◆ **YOUR TASK**: Which lines in the records contain the string "oven"? Pick out and copy each of them, treating uppercase and lowercase as different.

◆ **Records**:

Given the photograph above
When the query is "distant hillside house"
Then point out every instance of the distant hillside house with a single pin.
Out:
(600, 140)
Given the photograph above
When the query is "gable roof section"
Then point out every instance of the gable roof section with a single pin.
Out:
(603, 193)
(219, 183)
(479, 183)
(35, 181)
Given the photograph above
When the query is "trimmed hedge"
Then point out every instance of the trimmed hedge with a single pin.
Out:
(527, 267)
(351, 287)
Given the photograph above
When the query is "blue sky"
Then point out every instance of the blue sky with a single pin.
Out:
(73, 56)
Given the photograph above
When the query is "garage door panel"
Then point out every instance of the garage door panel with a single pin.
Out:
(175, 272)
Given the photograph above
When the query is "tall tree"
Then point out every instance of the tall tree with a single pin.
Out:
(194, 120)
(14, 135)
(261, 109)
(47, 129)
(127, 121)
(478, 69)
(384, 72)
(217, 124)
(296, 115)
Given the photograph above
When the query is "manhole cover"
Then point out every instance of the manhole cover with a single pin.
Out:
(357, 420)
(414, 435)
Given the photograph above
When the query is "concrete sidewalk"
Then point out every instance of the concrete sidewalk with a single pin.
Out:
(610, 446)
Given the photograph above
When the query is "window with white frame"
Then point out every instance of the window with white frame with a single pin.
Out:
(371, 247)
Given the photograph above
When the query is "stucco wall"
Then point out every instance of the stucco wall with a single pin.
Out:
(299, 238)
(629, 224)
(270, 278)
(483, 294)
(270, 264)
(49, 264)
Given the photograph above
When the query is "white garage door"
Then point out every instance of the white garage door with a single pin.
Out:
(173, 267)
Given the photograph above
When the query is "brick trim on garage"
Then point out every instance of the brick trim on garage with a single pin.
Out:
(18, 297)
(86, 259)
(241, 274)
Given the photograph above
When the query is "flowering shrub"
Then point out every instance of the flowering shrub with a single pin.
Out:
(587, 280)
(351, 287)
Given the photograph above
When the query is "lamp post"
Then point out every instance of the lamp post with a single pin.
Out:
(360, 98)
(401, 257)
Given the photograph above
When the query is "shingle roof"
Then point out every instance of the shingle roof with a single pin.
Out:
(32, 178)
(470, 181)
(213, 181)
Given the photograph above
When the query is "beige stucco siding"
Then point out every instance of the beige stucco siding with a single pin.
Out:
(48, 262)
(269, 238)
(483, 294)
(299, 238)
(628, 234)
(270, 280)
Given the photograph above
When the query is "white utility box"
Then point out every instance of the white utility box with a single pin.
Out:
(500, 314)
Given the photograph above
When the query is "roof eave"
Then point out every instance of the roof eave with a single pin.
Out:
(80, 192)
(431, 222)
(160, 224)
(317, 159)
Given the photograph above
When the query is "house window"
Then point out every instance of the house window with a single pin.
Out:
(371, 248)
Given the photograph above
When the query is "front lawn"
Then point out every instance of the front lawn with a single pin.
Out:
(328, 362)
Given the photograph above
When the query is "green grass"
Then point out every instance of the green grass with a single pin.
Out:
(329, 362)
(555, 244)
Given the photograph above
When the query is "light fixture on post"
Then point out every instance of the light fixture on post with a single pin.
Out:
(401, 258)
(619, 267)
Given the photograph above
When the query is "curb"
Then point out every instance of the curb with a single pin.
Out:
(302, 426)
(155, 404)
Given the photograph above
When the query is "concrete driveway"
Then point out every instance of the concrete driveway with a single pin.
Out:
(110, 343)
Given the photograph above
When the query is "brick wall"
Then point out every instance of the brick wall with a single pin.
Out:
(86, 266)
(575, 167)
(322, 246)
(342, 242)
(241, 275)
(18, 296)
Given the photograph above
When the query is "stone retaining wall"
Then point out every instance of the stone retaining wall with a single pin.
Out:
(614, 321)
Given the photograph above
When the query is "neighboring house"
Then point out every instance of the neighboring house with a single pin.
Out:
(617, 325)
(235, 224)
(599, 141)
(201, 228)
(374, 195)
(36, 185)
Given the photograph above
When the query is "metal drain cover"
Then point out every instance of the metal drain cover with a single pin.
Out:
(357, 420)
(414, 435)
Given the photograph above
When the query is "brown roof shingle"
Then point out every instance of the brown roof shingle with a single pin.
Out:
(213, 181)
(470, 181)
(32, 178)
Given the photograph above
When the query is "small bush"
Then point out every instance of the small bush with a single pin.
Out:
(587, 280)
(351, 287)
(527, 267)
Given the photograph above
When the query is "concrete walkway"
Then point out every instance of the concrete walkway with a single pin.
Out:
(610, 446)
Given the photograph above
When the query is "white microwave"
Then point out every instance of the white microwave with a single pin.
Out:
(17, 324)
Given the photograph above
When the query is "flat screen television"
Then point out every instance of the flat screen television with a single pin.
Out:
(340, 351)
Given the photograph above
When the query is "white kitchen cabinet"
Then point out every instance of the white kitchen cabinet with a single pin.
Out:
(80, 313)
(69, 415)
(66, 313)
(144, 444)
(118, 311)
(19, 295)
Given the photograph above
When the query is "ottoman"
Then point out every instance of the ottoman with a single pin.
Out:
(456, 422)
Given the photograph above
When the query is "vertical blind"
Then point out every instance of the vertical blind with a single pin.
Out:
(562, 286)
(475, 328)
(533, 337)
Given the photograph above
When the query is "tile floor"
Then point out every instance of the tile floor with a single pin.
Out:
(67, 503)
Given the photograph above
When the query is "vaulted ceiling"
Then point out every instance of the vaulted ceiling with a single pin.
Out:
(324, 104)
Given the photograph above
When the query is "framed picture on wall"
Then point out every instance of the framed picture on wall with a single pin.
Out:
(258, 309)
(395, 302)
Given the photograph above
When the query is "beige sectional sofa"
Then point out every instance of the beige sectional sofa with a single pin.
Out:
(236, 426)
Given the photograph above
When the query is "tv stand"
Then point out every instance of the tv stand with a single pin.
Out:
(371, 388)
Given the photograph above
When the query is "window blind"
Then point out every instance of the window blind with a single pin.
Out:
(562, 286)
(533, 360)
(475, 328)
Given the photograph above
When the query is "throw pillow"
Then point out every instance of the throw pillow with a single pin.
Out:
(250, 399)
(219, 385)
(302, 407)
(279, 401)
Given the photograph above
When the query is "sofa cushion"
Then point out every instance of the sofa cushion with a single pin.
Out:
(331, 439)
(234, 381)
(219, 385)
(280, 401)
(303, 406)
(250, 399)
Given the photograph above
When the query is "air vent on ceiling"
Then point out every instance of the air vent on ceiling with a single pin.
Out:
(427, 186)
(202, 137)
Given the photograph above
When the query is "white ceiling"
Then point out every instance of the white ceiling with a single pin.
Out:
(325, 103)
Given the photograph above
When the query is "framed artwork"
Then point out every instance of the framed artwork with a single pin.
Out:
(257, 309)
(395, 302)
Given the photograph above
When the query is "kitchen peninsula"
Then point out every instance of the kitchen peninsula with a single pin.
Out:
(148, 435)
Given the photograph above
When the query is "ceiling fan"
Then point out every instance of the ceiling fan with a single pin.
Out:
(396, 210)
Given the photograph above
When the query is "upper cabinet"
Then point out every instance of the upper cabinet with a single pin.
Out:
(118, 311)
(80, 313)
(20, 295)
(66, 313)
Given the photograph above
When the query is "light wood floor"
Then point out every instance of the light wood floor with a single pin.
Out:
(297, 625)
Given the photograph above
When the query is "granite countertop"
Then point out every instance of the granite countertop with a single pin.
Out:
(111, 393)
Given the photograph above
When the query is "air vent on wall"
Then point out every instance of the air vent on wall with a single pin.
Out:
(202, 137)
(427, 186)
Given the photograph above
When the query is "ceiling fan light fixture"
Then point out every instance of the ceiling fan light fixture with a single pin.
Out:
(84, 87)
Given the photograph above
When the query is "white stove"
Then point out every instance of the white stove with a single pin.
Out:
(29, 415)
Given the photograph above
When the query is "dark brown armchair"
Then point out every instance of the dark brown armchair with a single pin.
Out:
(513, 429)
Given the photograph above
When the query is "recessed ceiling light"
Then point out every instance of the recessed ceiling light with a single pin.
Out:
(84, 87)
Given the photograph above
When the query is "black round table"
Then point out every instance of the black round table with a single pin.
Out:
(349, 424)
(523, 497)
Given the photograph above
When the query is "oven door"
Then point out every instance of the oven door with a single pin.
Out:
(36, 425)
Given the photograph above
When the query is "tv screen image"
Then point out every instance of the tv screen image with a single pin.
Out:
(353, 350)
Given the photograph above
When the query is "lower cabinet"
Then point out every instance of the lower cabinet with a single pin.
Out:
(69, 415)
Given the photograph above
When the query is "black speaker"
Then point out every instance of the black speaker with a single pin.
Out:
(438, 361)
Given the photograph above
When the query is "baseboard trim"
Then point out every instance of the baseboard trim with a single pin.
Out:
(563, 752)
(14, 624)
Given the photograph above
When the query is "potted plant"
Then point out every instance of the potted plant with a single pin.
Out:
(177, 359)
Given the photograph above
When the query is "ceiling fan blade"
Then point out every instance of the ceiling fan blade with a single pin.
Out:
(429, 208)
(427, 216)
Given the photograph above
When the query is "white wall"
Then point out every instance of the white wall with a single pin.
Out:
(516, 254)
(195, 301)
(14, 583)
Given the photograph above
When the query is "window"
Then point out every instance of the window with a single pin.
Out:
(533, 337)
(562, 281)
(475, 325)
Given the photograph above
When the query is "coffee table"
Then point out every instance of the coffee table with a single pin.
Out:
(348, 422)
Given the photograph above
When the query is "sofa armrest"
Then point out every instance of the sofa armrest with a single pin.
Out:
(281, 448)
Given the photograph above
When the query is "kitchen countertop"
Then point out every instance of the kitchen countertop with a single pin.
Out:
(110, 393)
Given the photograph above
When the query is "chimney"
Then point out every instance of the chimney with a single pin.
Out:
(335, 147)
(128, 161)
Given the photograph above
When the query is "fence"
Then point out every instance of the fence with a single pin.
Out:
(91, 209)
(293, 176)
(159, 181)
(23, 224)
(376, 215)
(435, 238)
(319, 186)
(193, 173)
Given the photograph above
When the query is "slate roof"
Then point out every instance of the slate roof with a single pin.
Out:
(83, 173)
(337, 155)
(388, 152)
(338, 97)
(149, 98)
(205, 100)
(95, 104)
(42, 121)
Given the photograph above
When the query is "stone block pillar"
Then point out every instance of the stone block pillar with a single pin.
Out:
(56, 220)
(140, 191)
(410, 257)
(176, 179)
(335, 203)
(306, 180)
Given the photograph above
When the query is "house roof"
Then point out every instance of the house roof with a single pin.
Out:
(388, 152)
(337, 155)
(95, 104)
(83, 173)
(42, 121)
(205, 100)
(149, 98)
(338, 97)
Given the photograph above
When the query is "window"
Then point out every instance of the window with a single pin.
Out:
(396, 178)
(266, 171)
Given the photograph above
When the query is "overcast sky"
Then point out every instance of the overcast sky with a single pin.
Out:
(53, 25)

◆ **ANSWER FOR THE TASK**:
When the query is "oven door"
Then point out every instance of the oven door with a single pin.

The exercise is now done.